Turn every line of the records below into a numbered list, leaving out the blank lines and the pictures.
── Supplied records
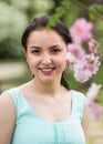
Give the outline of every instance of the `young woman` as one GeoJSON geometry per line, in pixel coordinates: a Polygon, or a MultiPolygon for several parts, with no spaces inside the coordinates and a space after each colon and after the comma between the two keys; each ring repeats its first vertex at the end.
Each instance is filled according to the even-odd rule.
{"type": "Polygon", "coordinates": [[[63,73],[68,28],[50,18],[34,19],[22,35],[34,78],[0,96],[0,144],[85,144],[85,96],[70,90],[63,73]]]}

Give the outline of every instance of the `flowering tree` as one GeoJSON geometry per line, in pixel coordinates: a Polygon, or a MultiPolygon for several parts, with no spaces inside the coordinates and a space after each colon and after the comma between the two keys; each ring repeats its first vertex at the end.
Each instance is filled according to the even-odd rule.
{"type": "MultiPolygon", "coordinates": [[[[84,18],[76,19],[70,29],[73,42],[68,45],[68,63],[74,72],[74,78],[80,83],[89,81],[97,73],[101,65],[97,55],[99,43],[93,39],[93,23],[84,18]],[[86,48],[83,44],[86,43],[86,48]]],[[[97,103],[96,97],[101,84],[92,83],[86,93],[87,105],[91,110],[91,116],[100,120],[102,106],[97,103]]]]}

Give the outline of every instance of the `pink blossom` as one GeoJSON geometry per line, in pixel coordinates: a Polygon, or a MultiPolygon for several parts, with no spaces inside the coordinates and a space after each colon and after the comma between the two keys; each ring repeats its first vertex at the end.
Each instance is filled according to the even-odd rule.
{"type": "Polygon", "coordinates": [[[76,61],[75,56],[71,52],[68,51],[68,53],[66,53],[68,64],[73,65],[75,63],[75,61],[76,61]]]}
{"type": "Polygon", "coordinates": [[[86,68],[93,73],[96,74],[99,71],[99,66],[101,65],[101,62],[99,61],[99,56],[95,56],[94,53],[86,54],[84,56],[86,60],[86,68]]]}
{"type": "Polygon", "coordinates": [[[87,22],[84,18],[78,19],[70,29],[73,41],[75,43],[89,41],[93,38],[92,29],[92,22],[87,22]]]}
{"type": "Polygon", "coordinates": [[[78,60],[74,64],[74,78],[76,81],[83,83],[92,76],[92,72],[86,68],[86,61],[78,60]]]}
{"type": "Polygon", "coordinates": [[[97,48],[99,48],[99,43],[94,39],[89,41],[89,49],[91,52],[96,53],[97,48]]]}
{"type": "Polygon", "coordinates": [[[68,51],[71,52],[76,59],[81,59],[85,54],[85,51],[83,50],[83,48],[76,43],[68,44],[68,51]]]}
{"type": "Polygon", "coordinates": [[[81,60],[74,63],[74,78],[76,81],[86,82],[93,74],[96,74],[100,66],[99,58],[92,54],[85,54],[81,60]]]}

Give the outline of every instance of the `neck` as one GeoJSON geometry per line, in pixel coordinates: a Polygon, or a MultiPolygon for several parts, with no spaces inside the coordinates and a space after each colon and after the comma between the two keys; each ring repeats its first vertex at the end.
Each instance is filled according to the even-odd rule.
{"type": "Polygon", "coordinates": [[[62,85],[60,84],[60,81],[56,82],[39,82],[37,80],[32,80],[32,88],[34,91],[39,92],[40,94],[49,94],[49,95],[55,95],[56,92],[60,92],[62,85]]]}

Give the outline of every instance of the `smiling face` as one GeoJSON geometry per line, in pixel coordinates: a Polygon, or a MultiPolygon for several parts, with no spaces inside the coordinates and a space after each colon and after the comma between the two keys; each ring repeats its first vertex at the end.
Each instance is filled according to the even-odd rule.
{"type": "Polygon", "coordinates": [[[32,31],[25,55],[35,81],[61,81],[66,64],[66,44],[54,30],[32,31]]]}

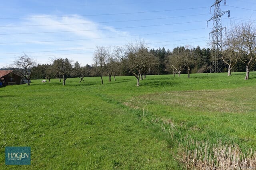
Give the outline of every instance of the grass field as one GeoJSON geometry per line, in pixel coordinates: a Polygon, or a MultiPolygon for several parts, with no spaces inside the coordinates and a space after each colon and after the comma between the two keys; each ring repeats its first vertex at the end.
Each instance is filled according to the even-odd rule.
{"type": "Polygon", "coordinates": [[[226,74],[0,88],[0,169],[255,169],[256,72],[226,74]],[[10,146],[31,165],[5,165],[10,146]]]}

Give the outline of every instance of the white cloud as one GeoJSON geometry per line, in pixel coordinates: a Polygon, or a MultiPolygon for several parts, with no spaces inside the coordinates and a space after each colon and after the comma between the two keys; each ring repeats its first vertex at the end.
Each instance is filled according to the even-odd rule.
{"type": "Polygon", "coordinates": [[[12,25],[34,26],[5,27],[4,32],[6,35],[1,35],[3,40],[0,45],[4,49],[1,53],[6,54],[0,54],[1,64],[4,61],[1,59],[14,58],[25,53],[40,64],[49,63],[50,58],[60,57],[90,64],[96,46],[118,45],[124,42],[124,37],[104,38],[128,35],[128,33],[116,30],[114,27],[96,23],[80,16],[36,15],[12,25]],[[14,34],[10,34],[12,33],[14,34]]]}

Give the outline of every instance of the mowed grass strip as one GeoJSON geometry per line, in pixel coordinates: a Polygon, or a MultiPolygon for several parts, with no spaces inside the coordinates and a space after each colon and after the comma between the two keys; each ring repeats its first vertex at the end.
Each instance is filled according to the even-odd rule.
{"type": "Polygon", "coordinates": [[[246,156],[256,146],[256,76],[244,74],[150,76],[140,87],[133,76],[106,77],[103,85],[96,77],[65,86],[35,80],[0,89],[0,168],[24,168],[4,165],[10,146],[31,147],[31,169],[183,169],[191,160],[182,156],[197,149],[191,141],[207,144],[208,154],[221,141],[246,156]]]}
{"type": "Polygon", "coordinates": [[[139,111],[108,101],[98,85],[76,86],[70,80],[74,82],[66,86],[56,80],[52,84],[34,80],[29,87],[1,89],[5,106],[0,116],[0,169],[182,167],[170,154],[170,139],[159,140],[164,132],[142,122],[139,111]],[[6,146],[31,147],[31,165],[5,165],[6,146]]]}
────
### Reply to the exercise
1. Give the outline of every instance of the `young woman` as one GeoJSON geometry per line, in pixel coordinates: a Polygon, or a MultiPolygon for several parts, with no spaces inside the coordinates and a space after each colon and after the comma between the two keys; each ring repeats its first vertex at the end.
2. Each instance is filled according to the even-odd rule.
3. {"type": "Polygon", "coordinates": [[[63,73],[68,28],[50,18],[34,19],[22,35],[34,78],[0,96],[0,144],[85,144],[85,96],[70,90],[63,73]]]}
4. Give the outline of every instance of the `flowering tree` as one GeoJSON geometry per line, in pixel coordinates: a Polygon, or a MultiPolygon for several parts, with no spaces inside the coordinates and a space after each colon and after the comma between the two keys; each ring repeats its first vertex at the end.
5. Each instance is filled according to the even-odd rule.
6. {"type": "MultiPolygon", "coordinates": [[[[84,18],[76,19],[70,29],[73,42],[68,45],[68,63],[74,72],[74,78],[80,83],[89,81],[97,73],[101,65],[97,55],[99,43],[93,39],[93,23],[84,18]],[[86,48],[83,44],[86,43],[86,48]]],[[[97,103],[96,97],[101,84],[92,83],[86,93],[87,105],[91,110],[91,116],[100,120],[102,106],[97,103]]]]}
7. Give the outline of every instance of the `pink blossom` as one GeoJSON geometry per line, in pixel coordinates: a Polygon, or a MultiPolygon for several parts, with no spaces inside the coordinates and a space after each colon and after the comma between the two keys; each ring repeats its first vertex at the end.
8. Each instance is filled according to the even-odd rule.
9. {"type": "Polygon", "coordinates": [[[76,61],[75,56],[71,52],[68,51],[68,53],[66,53],[68,64],[73,65],[75,63],[75,61],[76,61]]]}
10. {"type": "Polygon", "coordinates": [[[86,68],[93,73],[96,74],[99,71],[99,66],[101,65],[101,62],[99,61],[99,56],[95,56],[94,53],[86,54],[84,56],[86,60],[86,68]]]}
11. {"type": "Polygon", "coordinates": [[[87,22],[84,18],[78,19],[70,29],[73,41],[75,43],[89,41],[93,38],[92,29],[92,22],[87,22]]]}
12. {"type": "Polygon", "coordinates": [[[78,60],[74,64],[74,78],[76,81],[83,83],[92,76],[92,72],[86,68],[86,61],[78,60]]]}
13. {"type": "Polygon", "coordinates": [[[97,48],[99,48],[99,43],[94,39],[89,41],[89,49],[91,52],[96,53],[97,48]]]}
14. {"type": "Polygon", "coordinates": [[[68,51],[71,52],[76,59],[81,59],[85,54],[85,51],[83,50],[83,48],[76,43],[68,44],[68,51]]]}
15. {"type": "Polygon", "coordinates": [[[81,60],[74,63],[74,78],[76,81],[86,82],[93,74],[96,74],[100,66],[99,58],[92,54],[85,54],[81,60]]]}
16. Give the outline of every instance of the `neck` as one GeoJSON geometry per line, in pixel coordinates: a Polygon, or a MultiPolygon for several parts, with no spaces inside the coordinates and a space after each colon and after the comma between the two keys; each ring repeats its first vertex at the end.
17. Each instance is filled according to the even-odd rule.
18. {"type": "Polygon", "coordinates": [[[62,85],[60,84],[60,81],[56,82],[39,82],[37,80],[32,80],[32,88],[34,91],[39,92],[40,94],[49,94],[49,95],[55,95],[56,92],[60,92],[62,85]]]}
19. Give the outline of every instance of the `smiling face` as one GeoJSON geometry per line, in pixel coordinates: a Polygon, or a MultiPolygon for several parts, with no spaces inside the coordinates and a space after each colon and after the comma between the two keys; each ring repeats its first vertex at the end.
20. Each instance is filled according to the even-odd rule.
21. {"type": "Polygon", "coordinates": [[[32,31],[25,55],[35,81],[61,81],[66,64],[66,44],[54,30],[32,31]]]}
22. Give the outline of every instance of the grass field as one GeoJSON geometry per line, in pixel coordinates: a Polygon, or a MultiPolygon for several parts, with no spaces inside the coordinates and a space after each colon and after the comma between the two keys; each ring repeats its first vertex at the end.
23. Each instance is filled according to the even-odd rule.
24. {"type": "Polygon", "coordinates": [[[226,74],[0,88],[0,169],[255,169],[256,72],[226,74]],[[10,146],[31,165],[5,165],[10,146]]]}
25. Give the outline of every instance of the white cloud as one GeoJSON geometry per line, in pixel coordinates: a Polygon, or a MultiPolygon for several parts, with no spaces inside the coordinates and a space after each colon and after the comma between the two keys; each ring repeats its first vertex at the end.
26. Each instance is filled according to the even-odd rule.
27. {"type": "Polygon", "coordinates": [[[12,25],[34,26],[5,27],[4,32],[6,35],[1,35],[3,40],[0,45],[4,49],[1,53],[6,54],[0,54],[1,64],[4,61],[1,59],[14,58],[25,53],[40,64],[49,63],[50,58],[60,57],[90,64],[96,46],[118,45],[124,42],[124,37],[104,38],[128,35],[128,33],[116,30],[114,27],[96,23],[80,16],[36,15],[12,25]],[[14,34],[10,34],[12,33],[14,34]]]}
28. Give the outline of every instance of the mowed grass strip as one GeoJSON geometry per line, in pixel coordinates: a Polygon, or a MultiPolygon for several parts, with no spaces inside the coordinates and a space after each colon and after the comma between the two keys; each ring repeats its first vertex at the end.
29. Each instance is filled according to the even-odd rule.
30. {"type": "Polygon", "coordinates": [[[246,156],[256,146],[256,76],[244,74],[150,76],[140,87],[133,76],[106,77],[103,85],[96,77],[65,86],[35,80],[0,89],[0,168],[24,168],[4,165],[10,146],[31,147],[31,169],[183,169],[191,160],[182,156],[197,149],[191,141],[207,144],[208,154],[221,141],[246,156]]]}
31. {"type": "Polygon", "coordinates": [[[139,111],[108,101],[98,85],[76,86],[70,80],[74,82],[66,86],[56,80],[52,84],[34,80],[29,87],[1,89],[5,106],[0,116],[0,169],[182,167],[170,154],[170,139],[159,140],[164,132],[142,122],[139,111]],[[6,146],[31,147],[31,165],[5,165],[6,146]]]}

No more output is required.